__DATA__.
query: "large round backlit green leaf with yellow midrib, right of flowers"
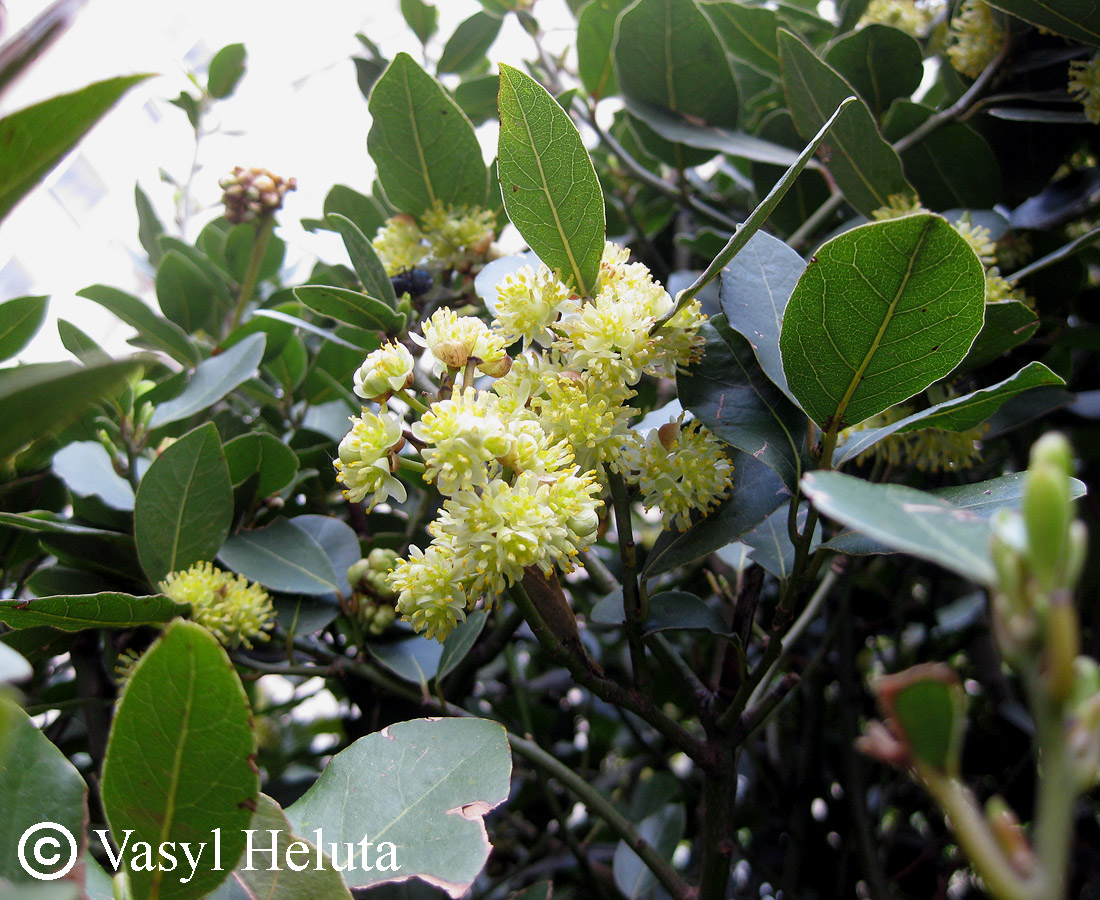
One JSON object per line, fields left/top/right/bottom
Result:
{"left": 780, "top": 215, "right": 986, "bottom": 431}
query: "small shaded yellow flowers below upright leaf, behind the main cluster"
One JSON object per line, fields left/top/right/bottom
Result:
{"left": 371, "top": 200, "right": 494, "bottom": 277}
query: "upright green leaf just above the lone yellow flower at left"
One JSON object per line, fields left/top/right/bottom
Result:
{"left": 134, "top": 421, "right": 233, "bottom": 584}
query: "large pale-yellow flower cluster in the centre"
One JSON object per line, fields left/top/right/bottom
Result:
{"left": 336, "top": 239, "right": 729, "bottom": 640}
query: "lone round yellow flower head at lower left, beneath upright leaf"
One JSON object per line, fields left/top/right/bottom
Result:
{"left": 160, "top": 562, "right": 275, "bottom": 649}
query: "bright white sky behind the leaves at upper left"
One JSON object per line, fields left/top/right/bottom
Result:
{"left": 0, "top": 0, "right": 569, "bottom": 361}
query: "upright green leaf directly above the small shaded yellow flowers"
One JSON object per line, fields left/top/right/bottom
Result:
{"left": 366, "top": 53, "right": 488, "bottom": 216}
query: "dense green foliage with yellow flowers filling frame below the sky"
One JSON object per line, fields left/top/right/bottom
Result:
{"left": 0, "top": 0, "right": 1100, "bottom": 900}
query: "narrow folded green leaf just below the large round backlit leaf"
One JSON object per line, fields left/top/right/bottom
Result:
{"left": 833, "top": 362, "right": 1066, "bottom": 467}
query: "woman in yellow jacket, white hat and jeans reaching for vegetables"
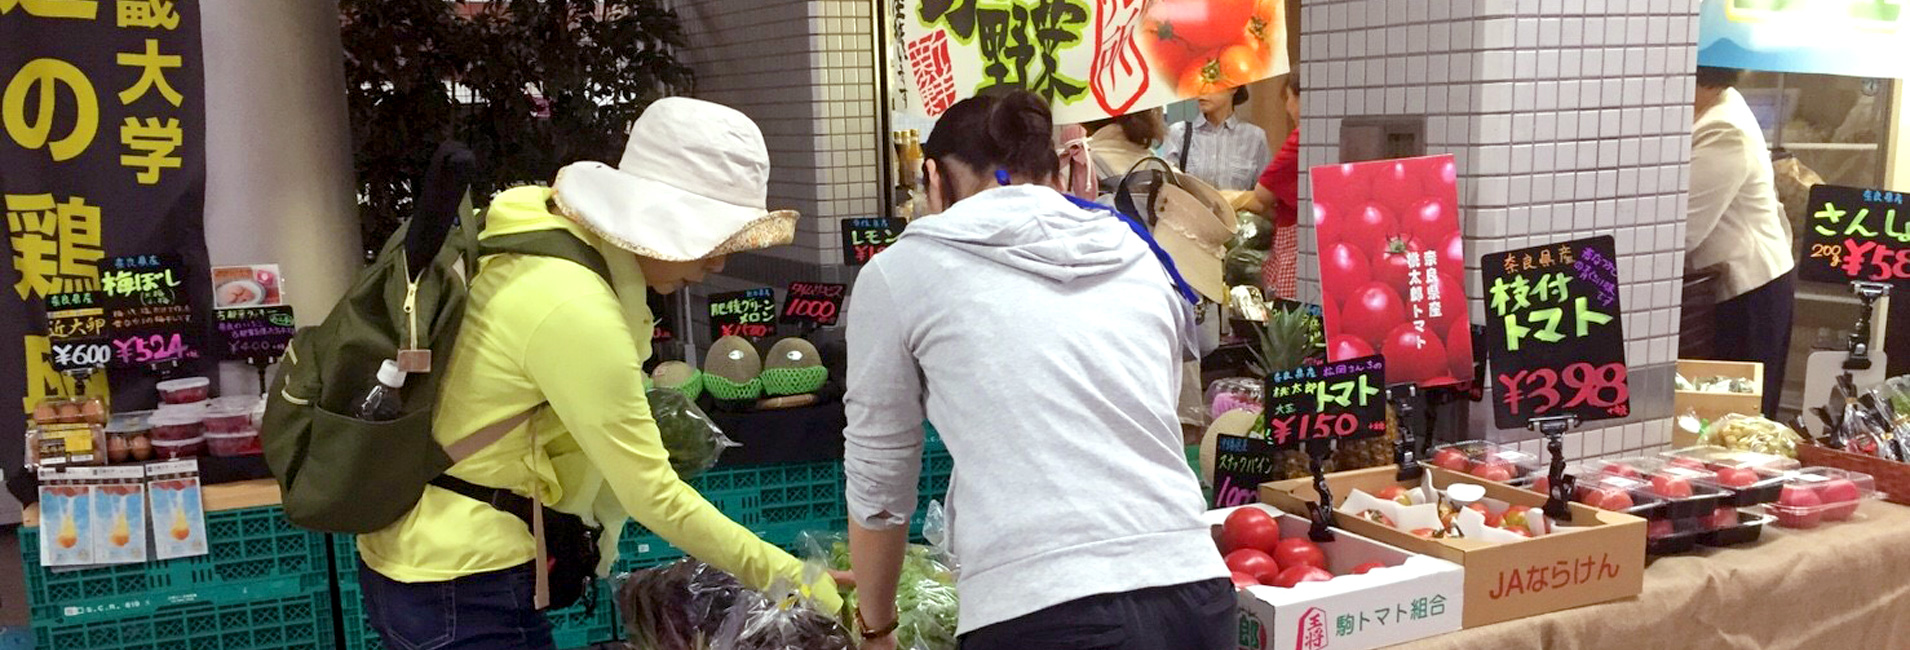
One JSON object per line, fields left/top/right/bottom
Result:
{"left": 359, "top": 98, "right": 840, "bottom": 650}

* * *

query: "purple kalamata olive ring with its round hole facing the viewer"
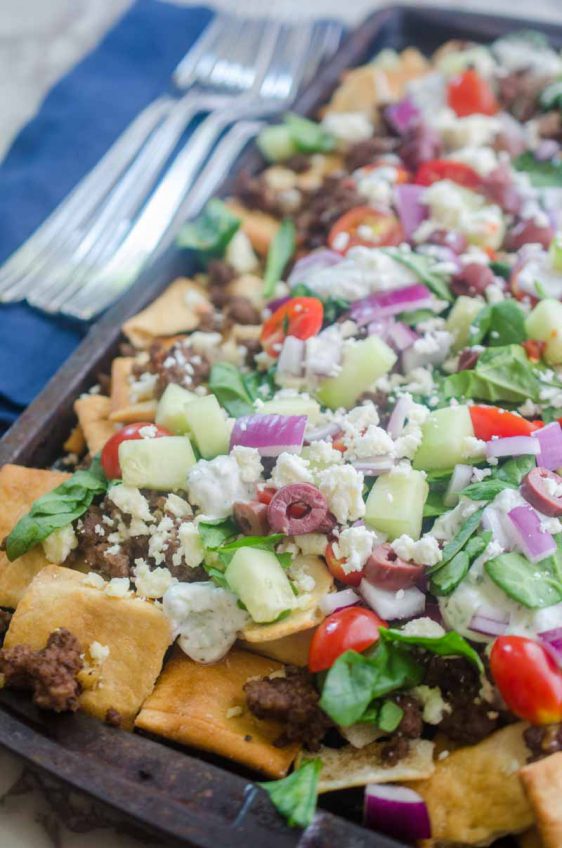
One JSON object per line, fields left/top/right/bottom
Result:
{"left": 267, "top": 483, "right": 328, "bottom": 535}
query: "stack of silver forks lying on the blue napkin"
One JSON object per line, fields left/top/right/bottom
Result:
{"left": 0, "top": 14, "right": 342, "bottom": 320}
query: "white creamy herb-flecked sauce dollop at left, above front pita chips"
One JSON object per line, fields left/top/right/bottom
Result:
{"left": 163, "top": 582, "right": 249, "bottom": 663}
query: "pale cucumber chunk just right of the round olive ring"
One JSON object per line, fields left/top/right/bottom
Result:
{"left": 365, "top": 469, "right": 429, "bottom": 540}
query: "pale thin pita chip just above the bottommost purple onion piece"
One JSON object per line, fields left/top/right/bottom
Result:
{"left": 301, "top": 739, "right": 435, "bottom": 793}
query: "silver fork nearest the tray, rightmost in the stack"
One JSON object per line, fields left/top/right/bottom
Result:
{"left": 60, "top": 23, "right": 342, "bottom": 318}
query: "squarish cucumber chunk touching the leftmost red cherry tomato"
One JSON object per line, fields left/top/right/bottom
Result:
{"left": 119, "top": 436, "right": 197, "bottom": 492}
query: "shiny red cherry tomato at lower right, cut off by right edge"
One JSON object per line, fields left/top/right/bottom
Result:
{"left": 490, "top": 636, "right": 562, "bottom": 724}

__THE PROBLEM__.
Using the entries above, return each line that includes the word "backlit".

__OUTPUT__.
query: "large round backlit green leaf with yellow midrib, right of flowers"
query: "narrow folded green leaf just below the large round backlit leaf"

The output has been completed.